**Task statement:**
In the records below, how many lines contain the word "patch"? Give only the number.

**Dataset entries:**
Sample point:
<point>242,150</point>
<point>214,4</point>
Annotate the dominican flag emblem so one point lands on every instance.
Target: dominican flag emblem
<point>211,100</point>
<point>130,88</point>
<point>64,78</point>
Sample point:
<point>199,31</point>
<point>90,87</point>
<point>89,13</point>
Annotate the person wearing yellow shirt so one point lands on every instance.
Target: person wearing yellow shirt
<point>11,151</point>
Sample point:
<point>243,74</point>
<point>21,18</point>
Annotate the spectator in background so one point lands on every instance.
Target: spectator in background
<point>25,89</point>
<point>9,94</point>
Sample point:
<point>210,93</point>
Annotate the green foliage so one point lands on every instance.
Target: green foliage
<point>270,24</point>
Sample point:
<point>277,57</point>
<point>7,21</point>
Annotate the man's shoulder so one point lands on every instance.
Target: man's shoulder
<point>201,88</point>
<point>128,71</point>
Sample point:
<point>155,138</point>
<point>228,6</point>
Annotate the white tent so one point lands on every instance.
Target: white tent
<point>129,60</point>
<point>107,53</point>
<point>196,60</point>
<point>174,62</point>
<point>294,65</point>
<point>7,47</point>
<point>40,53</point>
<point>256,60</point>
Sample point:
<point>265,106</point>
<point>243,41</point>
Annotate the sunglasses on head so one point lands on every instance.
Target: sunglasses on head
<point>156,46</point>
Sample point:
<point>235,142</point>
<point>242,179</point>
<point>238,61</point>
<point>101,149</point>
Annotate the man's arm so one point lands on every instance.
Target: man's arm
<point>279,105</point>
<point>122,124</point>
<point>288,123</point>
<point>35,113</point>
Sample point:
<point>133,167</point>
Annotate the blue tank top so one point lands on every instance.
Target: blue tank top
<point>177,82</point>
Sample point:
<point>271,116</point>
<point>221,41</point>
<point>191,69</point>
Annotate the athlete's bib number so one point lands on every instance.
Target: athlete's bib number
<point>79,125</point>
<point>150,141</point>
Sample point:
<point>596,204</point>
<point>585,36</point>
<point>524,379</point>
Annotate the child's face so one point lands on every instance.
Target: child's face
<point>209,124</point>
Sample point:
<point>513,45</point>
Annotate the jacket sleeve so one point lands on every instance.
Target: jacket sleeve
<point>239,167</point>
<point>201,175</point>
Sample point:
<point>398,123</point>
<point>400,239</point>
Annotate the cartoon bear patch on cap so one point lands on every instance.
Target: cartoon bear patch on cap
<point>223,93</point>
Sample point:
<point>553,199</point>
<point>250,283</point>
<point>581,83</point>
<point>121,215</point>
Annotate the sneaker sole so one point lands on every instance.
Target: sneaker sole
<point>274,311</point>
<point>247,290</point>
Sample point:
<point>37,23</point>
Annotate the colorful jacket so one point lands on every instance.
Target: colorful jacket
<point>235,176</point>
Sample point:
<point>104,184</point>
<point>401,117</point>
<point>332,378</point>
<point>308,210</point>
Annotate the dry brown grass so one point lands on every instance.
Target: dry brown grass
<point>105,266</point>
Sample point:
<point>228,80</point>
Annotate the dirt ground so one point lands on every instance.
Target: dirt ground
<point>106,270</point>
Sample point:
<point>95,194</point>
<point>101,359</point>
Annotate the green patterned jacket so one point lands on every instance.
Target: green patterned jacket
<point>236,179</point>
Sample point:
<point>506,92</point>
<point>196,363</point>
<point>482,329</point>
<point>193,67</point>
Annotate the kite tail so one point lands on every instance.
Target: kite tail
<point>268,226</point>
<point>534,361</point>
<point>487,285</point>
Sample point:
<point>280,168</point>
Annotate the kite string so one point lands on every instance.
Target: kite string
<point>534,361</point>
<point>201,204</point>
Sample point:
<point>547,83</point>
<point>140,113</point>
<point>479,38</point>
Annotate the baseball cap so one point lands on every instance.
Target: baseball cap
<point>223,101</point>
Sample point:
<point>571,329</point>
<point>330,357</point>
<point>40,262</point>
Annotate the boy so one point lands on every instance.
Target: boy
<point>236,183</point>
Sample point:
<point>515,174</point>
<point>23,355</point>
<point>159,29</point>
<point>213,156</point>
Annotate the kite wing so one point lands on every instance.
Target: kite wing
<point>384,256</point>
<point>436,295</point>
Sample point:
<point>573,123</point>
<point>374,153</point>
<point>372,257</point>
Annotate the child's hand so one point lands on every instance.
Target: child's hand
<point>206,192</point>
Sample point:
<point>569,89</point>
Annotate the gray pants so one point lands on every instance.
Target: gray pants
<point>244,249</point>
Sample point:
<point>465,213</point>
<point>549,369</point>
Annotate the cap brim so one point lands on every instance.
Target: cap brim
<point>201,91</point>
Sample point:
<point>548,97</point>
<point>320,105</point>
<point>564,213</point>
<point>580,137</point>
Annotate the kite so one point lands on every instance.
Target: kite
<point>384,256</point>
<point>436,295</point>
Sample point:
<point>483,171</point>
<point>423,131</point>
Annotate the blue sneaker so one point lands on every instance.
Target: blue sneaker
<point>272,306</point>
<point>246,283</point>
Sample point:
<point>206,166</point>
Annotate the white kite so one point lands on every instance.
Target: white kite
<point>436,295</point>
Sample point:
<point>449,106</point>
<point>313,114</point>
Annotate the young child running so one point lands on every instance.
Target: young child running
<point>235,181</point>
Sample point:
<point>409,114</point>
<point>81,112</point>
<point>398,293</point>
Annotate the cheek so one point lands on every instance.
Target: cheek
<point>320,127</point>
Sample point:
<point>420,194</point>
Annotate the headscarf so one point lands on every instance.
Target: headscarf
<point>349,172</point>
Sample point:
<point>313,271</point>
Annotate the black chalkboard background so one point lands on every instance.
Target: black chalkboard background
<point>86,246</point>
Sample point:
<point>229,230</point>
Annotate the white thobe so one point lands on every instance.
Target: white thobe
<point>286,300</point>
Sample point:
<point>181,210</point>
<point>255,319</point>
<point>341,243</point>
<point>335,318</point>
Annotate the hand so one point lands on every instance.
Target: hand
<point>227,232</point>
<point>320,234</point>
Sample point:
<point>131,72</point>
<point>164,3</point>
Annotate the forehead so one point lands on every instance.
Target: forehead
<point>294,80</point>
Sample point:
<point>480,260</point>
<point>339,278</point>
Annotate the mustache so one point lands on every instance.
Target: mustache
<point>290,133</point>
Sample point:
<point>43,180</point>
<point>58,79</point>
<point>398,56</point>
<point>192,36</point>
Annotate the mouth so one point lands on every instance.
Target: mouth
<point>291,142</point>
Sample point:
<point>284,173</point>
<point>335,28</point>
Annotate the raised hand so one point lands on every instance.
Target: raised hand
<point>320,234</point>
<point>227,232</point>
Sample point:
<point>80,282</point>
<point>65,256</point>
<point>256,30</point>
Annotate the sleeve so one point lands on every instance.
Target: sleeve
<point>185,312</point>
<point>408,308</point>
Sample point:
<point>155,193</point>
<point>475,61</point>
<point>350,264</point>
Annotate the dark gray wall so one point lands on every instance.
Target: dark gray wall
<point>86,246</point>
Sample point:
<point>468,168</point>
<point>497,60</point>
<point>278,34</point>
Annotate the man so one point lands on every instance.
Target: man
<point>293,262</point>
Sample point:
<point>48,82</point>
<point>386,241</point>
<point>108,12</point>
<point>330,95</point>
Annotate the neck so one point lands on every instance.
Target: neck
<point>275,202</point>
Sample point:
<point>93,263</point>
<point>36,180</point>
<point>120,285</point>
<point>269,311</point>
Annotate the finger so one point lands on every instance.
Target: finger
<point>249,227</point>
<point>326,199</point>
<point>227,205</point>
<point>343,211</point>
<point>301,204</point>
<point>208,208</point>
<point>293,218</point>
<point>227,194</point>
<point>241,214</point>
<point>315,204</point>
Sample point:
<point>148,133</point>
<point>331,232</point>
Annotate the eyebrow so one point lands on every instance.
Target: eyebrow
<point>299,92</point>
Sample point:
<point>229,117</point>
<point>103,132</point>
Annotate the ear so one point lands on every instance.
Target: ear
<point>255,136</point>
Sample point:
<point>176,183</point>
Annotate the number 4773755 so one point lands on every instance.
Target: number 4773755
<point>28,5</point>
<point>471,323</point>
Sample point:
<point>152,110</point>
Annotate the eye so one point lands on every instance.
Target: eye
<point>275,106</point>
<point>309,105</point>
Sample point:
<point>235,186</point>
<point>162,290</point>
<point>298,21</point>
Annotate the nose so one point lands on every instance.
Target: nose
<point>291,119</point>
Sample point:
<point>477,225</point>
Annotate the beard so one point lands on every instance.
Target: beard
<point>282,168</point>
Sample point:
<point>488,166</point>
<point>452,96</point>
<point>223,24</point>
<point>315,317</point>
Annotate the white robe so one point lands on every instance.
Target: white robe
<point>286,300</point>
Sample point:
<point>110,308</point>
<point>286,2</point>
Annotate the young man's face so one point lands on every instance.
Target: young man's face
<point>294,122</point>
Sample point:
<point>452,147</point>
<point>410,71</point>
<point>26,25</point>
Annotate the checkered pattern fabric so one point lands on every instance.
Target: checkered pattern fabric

**Output of the task:**
2